About this task
Copy each line of the records that includes "below".

Region pointing data

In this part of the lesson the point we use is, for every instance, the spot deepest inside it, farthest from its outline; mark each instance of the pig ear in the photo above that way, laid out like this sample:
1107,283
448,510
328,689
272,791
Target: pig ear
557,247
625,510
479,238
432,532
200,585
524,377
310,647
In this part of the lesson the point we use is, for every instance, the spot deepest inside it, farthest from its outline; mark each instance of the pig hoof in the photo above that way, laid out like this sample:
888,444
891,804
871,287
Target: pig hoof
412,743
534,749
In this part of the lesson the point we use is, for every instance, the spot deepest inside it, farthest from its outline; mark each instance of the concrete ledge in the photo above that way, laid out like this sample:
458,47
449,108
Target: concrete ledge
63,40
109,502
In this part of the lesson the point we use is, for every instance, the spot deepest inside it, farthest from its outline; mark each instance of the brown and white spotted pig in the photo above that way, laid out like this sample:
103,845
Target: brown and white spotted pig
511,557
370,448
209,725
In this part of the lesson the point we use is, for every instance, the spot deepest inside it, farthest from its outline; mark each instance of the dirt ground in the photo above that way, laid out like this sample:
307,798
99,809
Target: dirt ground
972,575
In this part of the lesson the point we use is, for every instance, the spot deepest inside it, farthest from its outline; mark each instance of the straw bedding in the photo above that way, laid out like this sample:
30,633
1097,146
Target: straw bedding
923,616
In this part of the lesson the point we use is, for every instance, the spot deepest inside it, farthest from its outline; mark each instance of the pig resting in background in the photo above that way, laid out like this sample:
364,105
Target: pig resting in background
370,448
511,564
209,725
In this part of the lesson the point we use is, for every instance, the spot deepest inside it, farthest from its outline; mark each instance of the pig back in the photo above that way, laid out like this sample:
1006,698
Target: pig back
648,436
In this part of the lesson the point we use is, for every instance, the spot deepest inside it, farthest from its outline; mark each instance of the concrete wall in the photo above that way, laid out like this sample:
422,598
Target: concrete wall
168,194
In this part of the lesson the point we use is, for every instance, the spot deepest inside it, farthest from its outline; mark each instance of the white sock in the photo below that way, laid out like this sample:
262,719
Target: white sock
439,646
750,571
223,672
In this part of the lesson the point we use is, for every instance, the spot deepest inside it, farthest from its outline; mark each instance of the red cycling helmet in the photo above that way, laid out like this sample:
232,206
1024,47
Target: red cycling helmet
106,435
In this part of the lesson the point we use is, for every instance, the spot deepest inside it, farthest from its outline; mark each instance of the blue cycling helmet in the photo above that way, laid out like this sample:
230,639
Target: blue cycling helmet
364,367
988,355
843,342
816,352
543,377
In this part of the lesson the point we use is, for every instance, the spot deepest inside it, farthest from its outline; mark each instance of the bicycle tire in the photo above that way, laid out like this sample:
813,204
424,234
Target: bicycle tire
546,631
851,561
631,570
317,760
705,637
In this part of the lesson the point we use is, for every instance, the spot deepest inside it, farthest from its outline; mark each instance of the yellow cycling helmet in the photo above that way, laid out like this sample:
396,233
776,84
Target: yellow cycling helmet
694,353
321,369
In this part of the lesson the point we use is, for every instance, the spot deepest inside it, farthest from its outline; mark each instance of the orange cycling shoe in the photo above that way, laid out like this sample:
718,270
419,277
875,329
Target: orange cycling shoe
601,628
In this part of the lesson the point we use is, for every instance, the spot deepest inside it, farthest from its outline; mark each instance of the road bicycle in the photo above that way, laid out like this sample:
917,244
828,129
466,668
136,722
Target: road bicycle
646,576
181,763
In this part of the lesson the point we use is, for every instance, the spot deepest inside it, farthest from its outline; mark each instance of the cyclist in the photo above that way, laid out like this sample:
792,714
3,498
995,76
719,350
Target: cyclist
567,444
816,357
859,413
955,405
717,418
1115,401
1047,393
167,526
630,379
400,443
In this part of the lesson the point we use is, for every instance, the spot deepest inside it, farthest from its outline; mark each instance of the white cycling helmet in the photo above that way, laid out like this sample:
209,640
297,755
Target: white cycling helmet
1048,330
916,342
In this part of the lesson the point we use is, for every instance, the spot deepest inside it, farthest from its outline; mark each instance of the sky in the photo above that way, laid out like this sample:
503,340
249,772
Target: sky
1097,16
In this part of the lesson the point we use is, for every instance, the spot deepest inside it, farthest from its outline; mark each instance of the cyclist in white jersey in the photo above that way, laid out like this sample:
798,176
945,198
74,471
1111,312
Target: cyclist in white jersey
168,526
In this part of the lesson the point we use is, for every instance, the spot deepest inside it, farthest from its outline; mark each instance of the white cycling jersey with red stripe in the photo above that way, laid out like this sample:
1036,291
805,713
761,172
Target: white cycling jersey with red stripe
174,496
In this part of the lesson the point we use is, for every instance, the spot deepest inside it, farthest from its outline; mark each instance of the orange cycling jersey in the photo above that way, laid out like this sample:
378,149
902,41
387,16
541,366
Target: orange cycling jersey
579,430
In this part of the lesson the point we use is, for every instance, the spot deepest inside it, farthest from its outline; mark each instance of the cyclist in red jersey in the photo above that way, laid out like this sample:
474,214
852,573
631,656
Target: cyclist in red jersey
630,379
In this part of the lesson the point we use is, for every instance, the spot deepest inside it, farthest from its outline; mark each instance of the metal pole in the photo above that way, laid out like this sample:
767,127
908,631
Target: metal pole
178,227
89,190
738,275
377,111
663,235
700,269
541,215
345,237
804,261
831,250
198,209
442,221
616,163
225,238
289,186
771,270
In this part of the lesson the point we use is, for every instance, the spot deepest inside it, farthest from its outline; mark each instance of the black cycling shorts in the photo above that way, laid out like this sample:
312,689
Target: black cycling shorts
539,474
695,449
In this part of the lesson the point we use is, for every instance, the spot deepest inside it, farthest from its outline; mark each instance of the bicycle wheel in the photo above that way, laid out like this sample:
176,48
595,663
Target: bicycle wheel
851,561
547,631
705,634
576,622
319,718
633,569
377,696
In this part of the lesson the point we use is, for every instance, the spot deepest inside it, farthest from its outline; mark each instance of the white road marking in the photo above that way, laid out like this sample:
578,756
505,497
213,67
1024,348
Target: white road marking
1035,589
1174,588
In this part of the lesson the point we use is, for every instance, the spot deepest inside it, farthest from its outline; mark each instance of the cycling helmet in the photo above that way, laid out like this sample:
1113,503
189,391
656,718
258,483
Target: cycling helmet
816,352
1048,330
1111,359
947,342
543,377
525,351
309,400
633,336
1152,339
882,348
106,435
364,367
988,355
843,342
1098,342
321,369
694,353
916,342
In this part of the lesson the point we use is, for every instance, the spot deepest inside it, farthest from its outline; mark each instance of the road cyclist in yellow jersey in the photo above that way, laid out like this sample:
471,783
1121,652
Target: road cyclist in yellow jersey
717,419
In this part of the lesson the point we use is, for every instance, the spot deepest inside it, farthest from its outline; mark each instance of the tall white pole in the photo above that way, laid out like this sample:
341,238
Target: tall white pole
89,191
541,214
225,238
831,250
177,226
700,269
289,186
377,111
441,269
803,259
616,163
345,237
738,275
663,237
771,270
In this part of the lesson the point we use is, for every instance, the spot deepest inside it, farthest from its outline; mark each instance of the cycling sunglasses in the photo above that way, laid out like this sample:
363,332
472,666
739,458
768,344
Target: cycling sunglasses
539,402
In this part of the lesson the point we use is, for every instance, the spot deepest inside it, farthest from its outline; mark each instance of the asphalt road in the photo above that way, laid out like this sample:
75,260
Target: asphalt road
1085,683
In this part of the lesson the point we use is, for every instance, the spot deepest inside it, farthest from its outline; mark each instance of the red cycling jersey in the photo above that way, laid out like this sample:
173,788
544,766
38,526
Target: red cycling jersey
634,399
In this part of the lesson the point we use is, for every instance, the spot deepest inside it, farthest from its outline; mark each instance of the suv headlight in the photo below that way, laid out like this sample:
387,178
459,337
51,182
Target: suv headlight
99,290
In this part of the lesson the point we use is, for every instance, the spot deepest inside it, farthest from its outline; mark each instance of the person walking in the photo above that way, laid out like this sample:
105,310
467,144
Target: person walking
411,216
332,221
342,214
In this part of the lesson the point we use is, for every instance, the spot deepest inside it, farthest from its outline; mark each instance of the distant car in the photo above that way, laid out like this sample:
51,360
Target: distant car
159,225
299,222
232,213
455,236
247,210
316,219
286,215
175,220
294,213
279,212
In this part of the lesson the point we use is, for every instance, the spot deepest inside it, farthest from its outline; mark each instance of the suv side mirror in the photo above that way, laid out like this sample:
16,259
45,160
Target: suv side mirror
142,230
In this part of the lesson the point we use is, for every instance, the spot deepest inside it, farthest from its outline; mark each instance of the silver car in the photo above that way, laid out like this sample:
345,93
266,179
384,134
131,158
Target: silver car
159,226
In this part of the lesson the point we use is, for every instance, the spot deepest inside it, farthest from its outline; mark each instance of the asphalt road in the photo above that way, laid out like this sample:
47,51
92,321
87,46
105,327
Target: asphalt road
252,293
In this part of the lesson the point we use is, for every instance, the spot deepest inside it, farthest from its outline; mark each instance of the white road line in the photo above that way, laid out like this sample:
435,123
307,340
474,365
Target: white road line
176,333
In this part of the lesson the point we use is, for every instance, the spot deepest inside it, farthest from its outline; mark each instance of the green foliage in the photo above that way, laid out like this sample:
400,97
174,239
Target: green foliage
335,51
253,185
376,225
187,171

Solution to the problem
In this part of the lesson the point we use is, for every instance, the spot deepest inside it, farthest from its outline; mark each instance of the white sock in the photo below that way, laid out like this sample:
In this part of the lesson the point we use is, for every instance, the spot deepest inside it, farthest from its outline; mark each instance of the suv headlight in the photo below that way, laid out like this sample:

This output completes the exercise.